Work to complete
Express the rows below as a two-column CSV with the header columns "prompt" and "points", giving one CSV line per row. Put each row's text in one quoted field and its answer in another, with line breaks converted to spaces.

Location annotation dataset excerpts
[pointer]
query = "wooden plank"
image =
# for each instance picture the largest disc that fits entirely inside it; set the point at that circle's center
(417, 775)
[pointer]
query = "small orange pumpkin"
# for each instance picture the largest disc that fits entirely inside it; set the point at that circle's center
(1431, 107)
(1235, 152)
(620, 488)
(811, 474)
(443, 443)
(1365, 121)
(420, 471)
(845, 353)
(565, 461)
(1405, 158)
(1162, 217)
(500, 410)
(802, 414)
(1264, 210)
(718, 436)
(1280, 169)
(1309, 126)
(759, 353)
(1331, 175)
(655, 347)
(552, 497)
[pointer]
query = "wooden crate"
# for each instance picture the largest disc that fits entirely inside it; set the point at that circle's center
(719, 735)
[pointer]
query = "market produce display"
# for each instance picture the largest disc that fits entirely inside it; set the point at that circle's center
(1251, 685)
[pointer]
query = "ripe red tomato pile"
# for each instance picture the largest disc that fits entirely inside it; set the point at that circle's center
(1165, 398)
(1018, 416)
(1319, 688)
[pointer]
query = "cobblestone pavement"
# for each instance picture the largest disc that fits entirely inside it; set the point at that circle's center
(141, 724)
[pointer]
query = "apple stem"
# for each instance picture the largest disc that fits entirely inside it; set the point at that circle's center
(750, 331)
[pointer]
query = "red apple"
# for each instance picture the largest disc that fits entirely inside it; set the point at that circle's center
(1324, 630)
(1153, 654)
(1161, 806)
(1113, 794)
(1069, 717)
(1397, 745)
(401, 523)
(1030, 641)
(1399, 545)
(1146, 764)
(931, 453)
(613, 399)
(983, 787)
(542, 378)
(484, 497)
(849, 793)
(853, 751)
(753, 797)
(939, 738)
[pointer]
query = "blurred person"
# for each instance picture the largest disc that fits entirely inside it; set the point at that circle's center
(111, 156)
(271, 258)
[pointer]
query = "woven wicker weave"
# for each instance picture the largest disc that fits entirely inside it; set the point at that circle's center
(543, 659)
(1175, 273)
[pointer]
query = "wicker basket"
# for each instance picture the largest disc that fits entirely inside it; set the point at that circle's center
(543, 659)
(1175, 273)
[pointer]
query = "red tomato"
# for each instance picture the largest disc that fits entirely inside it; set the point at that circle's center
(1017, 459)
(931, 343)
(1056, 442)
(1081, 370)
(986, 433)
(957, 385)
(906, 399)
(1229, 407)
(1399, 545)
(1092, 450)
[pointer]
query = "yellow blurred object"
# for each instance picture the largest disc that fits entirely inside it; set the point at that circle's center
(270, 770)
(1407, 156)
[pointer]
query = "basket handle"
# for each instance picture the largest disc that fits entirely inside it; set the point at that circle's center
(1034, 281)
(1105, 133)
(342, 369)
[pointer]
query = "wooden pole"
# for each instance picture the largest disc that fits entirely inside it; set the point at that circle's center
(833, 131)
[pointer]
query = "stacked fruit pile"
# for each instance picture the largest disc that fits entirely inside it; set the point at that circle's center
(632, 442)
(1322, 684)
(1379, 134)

In response
prompt,points
"[pointer] query = ""wooden plank"" image = # for each instance picture the largest disc that fits entirely inside it; set the point at that circle's center","(417, 775)"
"[pointer] query = ""small orange pumpkin"" # for each instance picture the largest disc that fits entirely inside it; set the point at that circle's center","(1431, 107) (1235, 152) (620, 488) (811, 474) (443, 443) (1365, 121) (420, 471) (845, 353) (565, 461) (1405, 158) (1162, 217) (500, 410) (802, 414) (1264, 210) (718, 436) (1280, 169) (1309, 126) (759, 353) (1331, 175) (655, 347) (552, 497)"
"[pointer] query = ""wooden crate"" # for each instance picture the largest disc that fits entirely inside it; set the point at that circle's center","(719, 735)"
"[pointer] query = ""market produce display"" # for each instance picture the largest disc that fits entirely inside it; set the point at that circle's center","(1251, 685)"
"[pointer] query = ""ripe red tomato pile"" # for each instance picture the largest disc that fits entirely inside it; set the point at that circle's center","(1165, 398) (1018, 416) (1319, 688)"
"[pointer] query = ""cobblestone pavement"" # for each instance picture the largest disc that fits entirely inside it; set the point at that circle's center","(141, 724)"
"[pointer] query = ""apple stem"" # for each instance picture the largest disc that fits entirely inside it; set the point at that circle's center","(750, 331)"
"[pointer] query = ""red apple"" # for each instance picture the largest disc that fits entirely inside it; set the point at that circle's center","(1324, 630) (1153, 654) (1161, 806) (1113, 794) (1069, 717) (1397, 745) (401, 523) (1030, 641) (1399, 545) (1146, 764) (931, 453) (613, 399) (983, 787) (542, 378) (484, 497) (849, 793) (853, 751) (753, 797) (939, 738)"
"[pointer] query = ""blurred person"" # for each instance picture the largest disc that fits entirely inside it; set the point at that circle's center","(111, 156) (271, 258)"
"[pointer] query = ""woven wicker weave"" # for each instance picture the largest disc that fits entirely inside it; set the point at that circle's center","(543, 659) (1175, 273)"
"[pointer] query = ""wicker basket"" # for each instance picture the largest disc that fits entirely inside it; set the point at that circle's center","(543, 659) (1175, 273)"
"[pointer] query = ""red tomato"" # for each instance picture the largest disc that fits entirely inside it; set the point at that circle's center","(1017, 459) (931, 343) (1056, 442) (1081, 370) (986, 433) (957, 385) (906, 399) (1229, 407) (1399, 545) (1092, 450)"
"[pointer] query = ""yellow blurred object"" # for each instance picture the largest disc that fits entirely inside it; set the point at that circle's center","(270, 770) (1407, 156)"
"[pointer] query = ""basket handle"" # for each instance picture the largest disc that fits entirely inside it; set the point at that circle's center","(1034, 281) (1105, 133) (342, 369)"
"[pointer] query = ""wooden pole"" # for each instance picture the largest disc that fits entirely inside it; set the point at that circle's center","(833, 131)"
"[pointer] query = ""stacked fruit pile"" # for each instance picture the largest disc that fits entirely inside it; set the point at that circle's center","(632, 442) (1322, 684) (1379, 134)"